*To be done*. Copy the records below line for line without altering any character, and omit the pictures from your copy.

= = =

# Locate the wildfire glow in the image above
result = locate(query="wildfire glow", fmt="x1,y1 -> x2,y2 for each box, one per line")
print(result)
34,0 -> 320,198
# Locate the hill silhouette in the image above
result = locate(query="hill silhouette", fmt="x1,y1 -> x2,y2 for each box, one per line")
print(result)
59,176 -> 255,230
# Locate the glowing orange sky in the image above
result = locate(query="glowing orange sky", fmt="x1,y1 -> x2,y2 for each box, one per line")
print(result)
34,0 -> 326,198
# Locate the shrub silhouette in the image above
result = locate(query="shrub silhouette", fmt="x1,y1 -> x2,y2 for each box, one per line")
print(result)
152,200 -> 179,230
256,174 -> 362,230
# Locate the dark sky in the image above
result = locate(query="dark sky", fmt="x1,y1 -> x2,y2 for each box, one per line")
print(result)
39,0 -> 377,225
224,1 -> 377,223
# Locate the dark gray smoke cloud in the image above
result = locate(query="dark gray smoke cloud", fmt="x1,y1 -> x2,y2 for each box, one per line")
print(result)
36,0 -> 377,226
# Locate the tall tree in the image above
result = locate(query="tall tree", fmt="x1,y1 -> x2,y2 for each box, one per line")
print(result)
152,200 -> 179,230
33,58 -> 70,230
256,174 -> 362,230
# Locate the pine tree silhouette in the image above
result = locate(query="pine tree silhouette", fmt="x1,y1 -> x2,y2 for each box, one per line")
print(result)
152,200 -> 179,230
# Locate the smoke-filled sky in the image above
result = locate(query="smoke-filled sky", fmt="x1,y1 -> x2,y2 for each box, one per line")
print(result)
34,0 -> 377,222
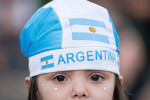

= = =

*The response*.
# Locate the wildfire glow in the image above
result = locate(query="wildfire glow", fmt="x1,y1 -> x2,y2 for each box, one per line")
print(result)
34,0 -> 320,198
# Locate the hill silhouette in the image above
result = locate(query="hill silhouette", fmt="x1,y1 -> x2,y2 for each box, one per line")
print(result)
59,176 -> 255,230
# Locate the glowing orange sky in the image above
result = locate(query="glowing orange sky", fmt="x1,y1 -> x2,y2 for each box, one per line")
print(result)
34,0 -> 326,198
# Locate the shrub silhouette in the image above
result = locate(query="shrub silhouette", fmt="x1,y1 -> x2,y2 for each box, one per line")
print(result)
152,200 -> 179,230
256,174 -> 362,230
# Locate the dark sky in the image above
result = locate(query="dark sky", fmt="x1,y1 -> x2,y2 for each box, one per line")
print(result)
39,0 -> 377,225
224,1 -> 377,223
# Locate the dark gray smoke cloud in the image above
result = locate(query="dark gray smoke cloud", fmt="x1,y1 -> x2,y2 for each box, one per line")
print(result)
36,0 -> 377,226
# Locate the tall tree in the image above
result = locate(query="tall tree", fmt="x1,y1 -> x2,y2 for each box, one per line")
print(result)
152,200 -> 179,230
33,58 -> 70,230
256,174 -> 362,230
# Locate the pine tree silhouette in the image above
result = locate(query="pine tree silhouette", fmt="x1,y1 -> x2,y2 for each box, one per line")
print(result)
152,200 -> 179,230
# Locate the smoke-filled sky in the image above
result = locate(query="smoke-filled sky", fmt="x1,y1 -> x2,y2 for each box, one per line")
print(result)
34,0 -> 377,222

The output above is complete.